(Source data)
● ● ● ● ● ● ●
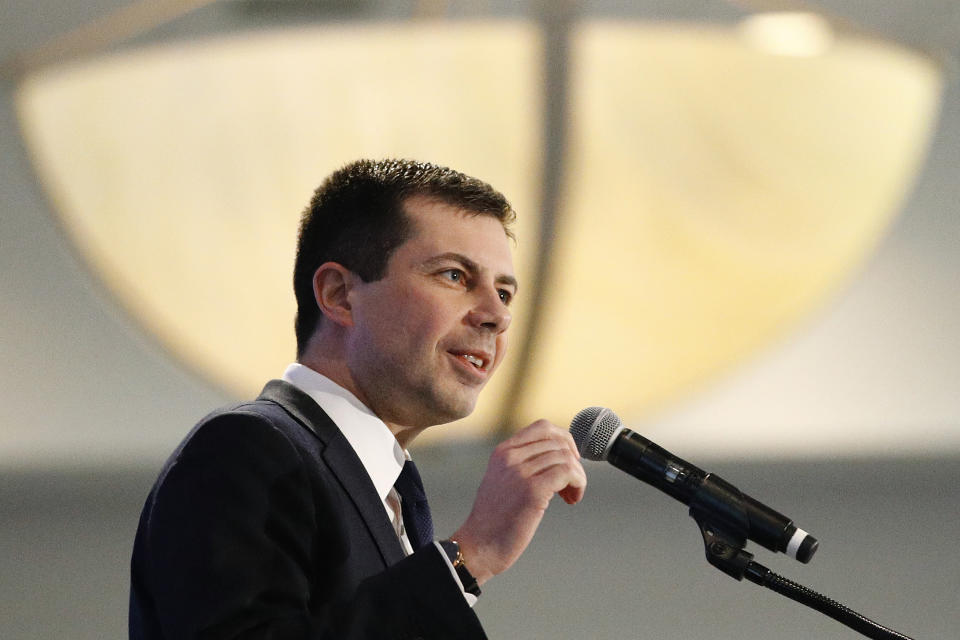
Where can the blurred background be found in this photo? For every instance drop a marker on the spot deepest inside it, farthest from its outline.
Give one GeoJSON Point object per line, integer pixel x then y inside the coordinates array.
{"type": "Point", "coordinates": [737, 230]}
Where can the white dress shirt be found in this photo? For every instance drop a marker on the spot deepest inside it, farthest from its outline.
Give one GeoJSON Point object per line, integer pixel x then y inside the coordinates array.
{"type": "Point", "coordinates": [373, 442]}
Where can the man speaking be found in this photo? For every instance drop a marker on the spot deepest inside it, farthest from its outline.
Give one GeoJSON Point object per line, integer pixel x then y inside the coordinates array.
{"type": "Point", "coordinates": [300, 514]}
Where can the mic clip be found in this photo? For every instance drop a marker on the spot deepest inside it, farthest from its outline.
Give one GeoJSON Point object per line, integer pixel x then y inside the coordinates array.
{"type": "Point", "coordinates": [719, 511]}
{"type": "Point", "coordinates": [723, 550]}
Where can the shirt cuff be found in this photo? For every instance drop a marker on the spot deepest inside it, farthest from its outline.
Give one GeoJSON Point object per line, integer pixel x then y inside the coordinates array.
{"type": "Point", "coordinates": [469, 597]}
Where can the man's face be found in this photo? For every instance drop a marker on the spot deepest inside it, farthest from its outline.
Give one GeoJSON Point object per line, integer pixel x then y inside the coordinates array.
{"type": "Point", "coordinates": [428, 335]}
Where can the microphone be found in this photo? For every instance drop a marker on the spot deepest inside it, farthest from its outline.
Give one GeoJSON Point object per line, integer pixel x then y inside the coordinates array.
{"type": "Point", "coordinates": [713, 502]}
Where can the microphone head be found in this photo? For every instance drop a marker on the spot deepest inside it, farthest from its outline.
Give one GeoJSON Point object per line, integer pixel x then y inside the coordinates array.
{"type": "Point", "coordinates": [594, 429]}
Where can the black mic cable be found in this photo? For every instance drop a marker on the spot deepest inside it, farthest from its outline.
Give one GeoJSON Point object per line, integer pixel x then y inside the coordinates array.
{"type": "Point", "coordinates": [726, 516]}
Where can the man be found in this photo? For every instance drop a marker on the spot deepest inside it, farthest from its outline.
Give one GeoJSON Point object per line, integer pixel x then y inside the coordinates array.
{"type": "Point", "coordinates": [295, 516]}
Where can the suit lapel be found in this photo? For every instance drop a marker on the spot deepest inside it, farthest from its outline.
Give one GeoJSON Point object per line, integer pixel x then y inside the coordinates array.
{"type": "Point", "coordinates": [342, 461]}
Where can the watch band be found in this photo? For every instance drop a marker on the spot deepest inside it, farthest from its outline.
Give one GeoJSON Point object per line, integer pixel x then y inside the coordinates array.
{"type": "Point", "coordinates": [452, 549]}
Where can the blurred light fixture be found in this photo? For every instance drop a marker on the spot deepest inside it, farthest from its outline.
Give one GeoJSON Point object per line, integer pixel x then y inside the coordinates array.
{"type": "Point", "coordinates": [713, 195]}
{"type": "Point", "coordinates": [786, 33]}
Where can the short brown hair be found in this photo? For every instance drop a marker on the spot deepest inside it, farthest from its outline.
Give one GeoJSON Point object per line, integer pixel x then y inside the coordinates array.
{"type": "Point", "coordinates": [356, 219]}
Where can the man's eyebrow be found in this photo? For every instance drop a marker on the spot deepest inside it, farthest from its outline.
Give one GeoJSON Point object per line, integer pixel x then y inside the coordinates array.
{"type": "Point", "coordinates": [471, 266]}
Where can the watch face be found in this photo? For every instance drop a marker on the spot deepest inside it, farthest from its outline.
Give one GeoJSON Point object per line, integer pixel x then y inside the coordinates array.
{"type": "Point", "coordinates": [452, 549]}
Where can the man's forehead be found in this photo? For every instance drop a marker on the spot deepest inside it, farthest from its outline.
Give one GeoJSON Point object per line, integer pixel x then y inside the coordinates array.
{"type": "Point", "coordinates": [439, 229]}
● ● ● ● ● ● ●
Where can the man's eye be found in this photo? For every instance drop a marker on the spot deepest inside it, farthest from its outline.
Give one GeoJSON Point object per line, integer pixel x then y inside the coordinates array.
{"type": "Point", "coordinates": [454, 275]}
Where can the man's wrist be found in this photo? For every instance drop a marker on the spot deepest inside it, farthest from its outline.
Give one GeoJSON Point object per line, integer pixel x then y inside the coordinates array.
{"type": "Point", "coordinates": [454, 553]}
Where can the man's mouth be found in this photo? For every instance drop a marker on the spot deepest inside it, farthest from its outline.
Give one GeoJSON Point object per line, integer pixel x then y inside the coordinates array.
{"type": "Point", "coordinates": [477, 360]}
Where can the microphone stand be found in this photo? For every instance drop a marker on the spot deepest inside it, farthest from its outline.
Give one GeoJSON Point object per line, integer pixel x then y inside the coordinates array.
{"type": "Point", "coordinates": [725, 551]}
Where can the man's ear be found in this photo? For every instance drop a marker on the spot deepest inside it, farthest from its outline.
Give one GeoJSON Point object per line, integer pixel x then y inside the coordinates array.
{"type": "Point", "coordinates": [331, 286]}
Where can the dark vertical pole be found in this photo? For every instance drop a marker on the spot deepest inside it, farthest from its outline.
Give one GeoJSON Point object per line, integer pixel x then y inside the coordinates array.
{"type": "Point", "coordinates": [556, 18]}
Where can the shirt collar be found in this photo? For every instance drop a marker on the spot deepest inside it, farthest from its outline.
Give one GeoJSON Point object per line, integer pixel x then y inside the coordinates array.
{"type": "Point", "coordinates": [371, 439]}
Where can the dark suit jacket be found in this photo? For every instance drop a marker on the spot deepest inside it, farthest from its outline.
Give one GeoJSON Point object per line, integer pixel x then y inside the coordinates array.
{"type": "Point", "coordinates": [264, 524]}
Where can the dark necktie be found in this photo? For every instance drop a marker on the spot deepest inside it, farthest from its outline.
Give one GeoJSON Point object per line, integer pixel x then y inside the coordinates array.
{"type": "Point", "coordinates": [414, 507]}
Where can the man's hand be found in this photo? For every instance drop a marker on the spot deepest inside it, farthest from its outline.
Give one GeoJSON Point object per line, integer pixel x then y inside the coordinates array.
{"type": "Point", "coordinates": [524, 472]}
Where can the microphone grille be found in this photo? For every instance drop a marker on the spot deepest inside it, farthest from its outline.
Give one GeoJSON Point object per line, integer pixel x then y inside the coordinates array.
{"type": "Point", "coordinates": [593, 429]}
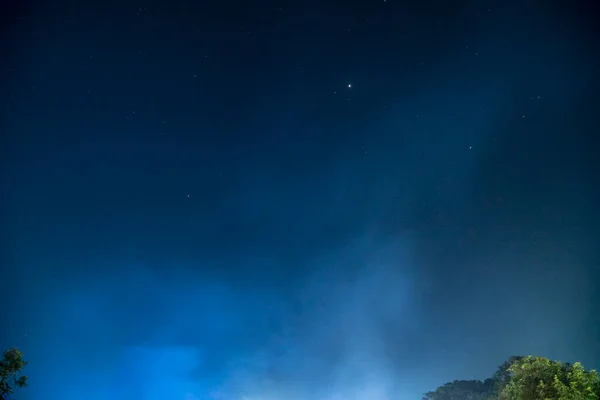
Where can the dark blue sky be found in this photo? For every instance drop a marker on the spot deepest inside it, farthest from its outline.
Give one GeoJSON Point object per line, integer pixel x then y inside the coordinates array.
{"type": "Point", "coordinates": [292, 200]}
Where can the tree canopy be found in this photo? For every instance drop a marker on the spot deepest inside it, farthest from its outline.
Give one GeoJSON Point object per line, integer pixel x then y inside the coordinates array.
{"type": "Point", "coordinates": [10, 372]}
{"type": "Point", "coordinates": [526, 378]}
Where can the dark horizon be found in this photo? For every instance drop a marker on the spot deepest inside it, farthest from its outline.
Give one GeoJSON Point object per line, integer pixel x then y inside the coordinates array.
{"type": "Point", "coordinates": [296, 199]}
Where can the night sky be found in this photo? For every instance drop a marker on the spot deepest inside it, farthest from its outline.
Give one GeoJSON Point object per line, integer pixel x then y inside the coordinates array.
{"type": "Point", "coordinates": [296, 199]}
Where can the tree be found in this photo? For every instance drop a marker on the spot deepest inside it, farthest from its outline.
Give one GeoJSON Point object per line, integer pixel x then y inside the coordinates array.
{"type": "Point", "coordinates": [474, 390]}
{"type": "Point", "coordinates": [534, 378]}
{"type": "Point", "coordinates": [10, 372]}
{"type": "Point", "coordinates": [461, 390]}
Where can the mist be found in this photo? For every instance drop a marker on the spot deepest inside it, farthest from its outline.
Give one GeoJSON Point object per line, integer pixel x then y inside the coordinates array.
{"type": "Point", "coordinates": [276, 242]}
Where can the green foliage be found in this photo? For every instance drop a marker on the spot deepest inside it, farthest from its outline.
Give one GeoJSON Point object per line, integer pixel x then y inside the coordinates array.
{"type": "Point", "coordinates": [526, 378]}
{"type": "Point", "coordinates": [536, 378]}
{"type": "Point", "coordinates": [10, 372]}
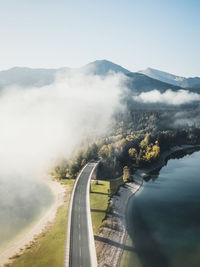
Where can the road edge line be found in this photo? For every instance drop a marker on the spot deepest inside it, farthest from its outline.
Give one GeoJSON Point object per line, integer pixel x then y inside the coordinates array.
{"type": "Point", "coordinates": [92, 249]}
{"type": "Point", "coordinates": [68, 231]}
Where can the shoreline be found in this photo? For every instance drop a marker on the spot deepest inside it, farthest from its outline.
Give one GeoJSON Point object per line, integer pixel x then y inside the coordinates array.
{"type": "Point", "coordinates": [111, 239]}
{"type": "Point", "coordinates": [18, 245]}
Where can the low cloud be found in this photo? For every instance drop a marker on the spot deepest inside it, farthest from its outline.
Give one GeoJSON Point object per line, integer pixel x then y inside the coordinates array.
● ● ● ● ● ● ●
## Task details
Identify and copy every line in the records above that contains the string "suit".

## Solution
Where can the suit lapel be found in this photo? For every instance drop a marker on the spot deepest inside it, farthest from its outline.
Where can the dark suit jacket be found in this photo? For every instance drop a marker on the spot deepest inside it, farthest from its outline.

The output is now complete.